**Task requirements:**
These records need to be repeated exactly, every one of them.
Start of Stored data
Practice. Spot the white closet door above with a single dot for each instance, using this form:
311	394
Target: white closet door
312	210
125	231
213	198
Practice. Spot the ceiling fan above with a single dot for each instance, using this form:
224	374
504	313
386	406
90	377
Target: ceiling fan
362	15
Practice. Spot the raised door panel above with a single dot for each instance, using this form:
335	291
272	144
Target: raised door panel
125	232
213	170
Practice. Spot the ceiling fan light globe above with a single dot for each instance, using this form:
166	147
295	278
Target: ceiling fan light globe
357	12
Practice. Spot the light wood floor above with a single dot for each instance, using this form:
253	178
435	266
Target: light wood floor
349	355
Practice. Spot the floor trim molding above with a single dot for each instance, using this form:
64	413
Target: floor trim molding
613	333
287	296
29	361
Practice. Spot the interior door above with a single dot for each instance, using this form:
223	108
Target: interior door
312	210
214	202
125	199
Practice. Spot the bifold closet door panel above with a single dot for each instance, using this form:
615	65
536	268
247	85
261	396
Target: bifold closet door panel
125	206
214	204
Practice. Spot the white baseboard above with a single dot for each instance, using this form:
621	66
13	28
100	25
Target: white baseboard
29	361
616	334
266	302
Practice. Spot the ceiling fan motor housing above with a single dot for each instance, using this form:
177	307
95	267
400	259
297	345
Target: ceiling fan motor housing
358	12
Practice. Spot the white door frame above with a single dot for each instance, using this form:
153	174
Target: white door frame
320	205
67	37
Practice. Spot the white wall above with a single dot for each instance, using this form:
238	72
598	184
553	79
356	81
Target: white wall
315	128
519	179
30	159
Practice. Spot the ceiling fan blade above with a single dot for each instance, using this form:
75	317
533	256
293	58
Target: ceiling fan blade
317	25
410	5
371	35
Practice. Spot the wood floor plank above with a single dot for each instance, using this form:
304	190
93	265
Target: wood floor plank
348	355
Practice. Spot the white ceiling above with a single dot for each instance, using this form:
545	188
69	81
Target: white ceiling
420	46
End of Stored data
**Completed task:**
Practice. Spot the white closet door above with a single dot for each instance, using this form:
311	394
Target: white closet door
312	210
125	231
213	198
Practice. Spot the ceiling fan above with a single dot for each instance, using this form:
224	374
504	313
386	406
90	377
Target: ceiling fan
362	15
Practice. Spot the raised door panel above with a single dot for each instance, using this form:
335	291
272	144
Target: raised door panel
125	232
213	170
Practice. Spot the ceiling fan light globe above with a single dot for each instance, using this form:
166	147
295	278
Target: ceiling fan light globe
357	12
Practice. Spot the light wood floor above with a single dot for each instance, using this form:
253	178
435	266
Target: light wood floor
349	355
Practice. Spot the floor trim molding above with a single dot for each instance, using this form:
64	413
Target: floor trim molding
613	333
287	296
29	361
Practice. Spot the interior door above with a single dot for each instance, using this form:
223	108
Target: interior door
312	210
214	202
125	199
Practice. Spot the bifold closet door panel above with a single dot for each instance, using this form:
615	65
536	268
247	85
261	396
Target: bifold closet door panel
125	206
214	204
Practice. Spot the white baseboard above with a single dot for each instance, using this form:
621	66
13	28
100	25
Target: white baseboard
29	361
616	334
266	302
Practice. Spot the ceiling fan motor housing above with a single dot for each instance, using this form:
177	307
95	267
400	259
297	345
Target: ceiling fan motor housing
358	12
Practice. Spot the white door frame above with a single dot for each instance, using this form:
153	174
Target: white door frame
320	205
67	37
Practice. Spot the white wall above with a single dot for each instance, using this form:
238	72
598	184
553	79
356	81
Target: white wall
315	128
519	179
30	159
Practice. Spot the ceiling fan blade above with a single dot for each instance, using this form:
75	317
533	256
293	58
Target: ceiling fan blade
317	25
410	5
371	35
Practice. Spot the wood floor plank above with a single dot for each instance, using this form:
304	190
93	265
Target: wood floor plank
348	355
Practice. Spot the white ceiling above with a single dot for each instance, using this form:
545	188
69	81
Target: white ceiling
420	46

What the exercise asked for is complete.